Aim of the exercise
Please copy out, word for word, only the lines from the one containing "Pin the wooden" through the last line below, both ends included.

Data

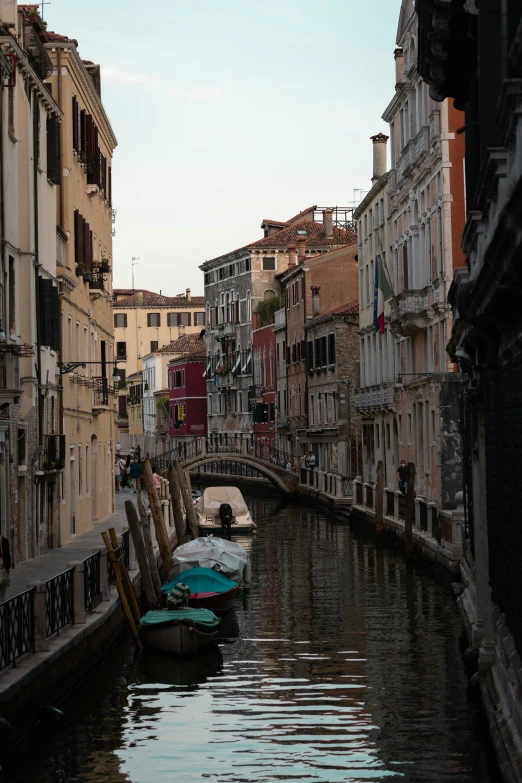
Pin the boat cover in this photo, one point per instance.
(213, 497)
(201, 617)
(201, 580)
(209, 552)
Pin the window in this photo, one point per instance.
(120, 320)
(331, 348)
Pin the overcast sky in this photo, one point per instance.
(227, 112)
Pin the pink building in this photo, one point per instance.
(262, 394)
(187, 398)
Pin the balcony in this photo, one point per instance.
(280, 318)
(225, 331)
(411, 312)
(378, 398)
(52, 456)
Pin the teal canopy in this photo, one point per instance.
(202, 580)
(201, 617)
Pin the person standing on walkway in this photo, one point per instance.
(402, 472)
(5, 566)
(136, 474)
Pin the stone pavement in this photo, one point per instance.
(56, 560)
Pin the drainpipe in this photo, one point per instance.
(37, 266)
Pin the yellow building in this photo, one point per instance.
(145, 321)
(84, 272)
(31, 449)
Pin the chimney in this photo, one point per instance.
(399, 66)
(379, 155)
(301, 248)
(316, 302)
(328, 222)
(8, 12)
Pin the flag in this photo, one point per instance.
(382, 292)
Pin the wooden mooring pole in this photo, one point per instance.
(157, 516)
(175, 499)
(409, 511)
(379, 498)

Exercise solution
Pin the wooden mooring pole in this photo, one point per instance.
(157, 516)
(175, 499)
(409, 511)
(379, 498)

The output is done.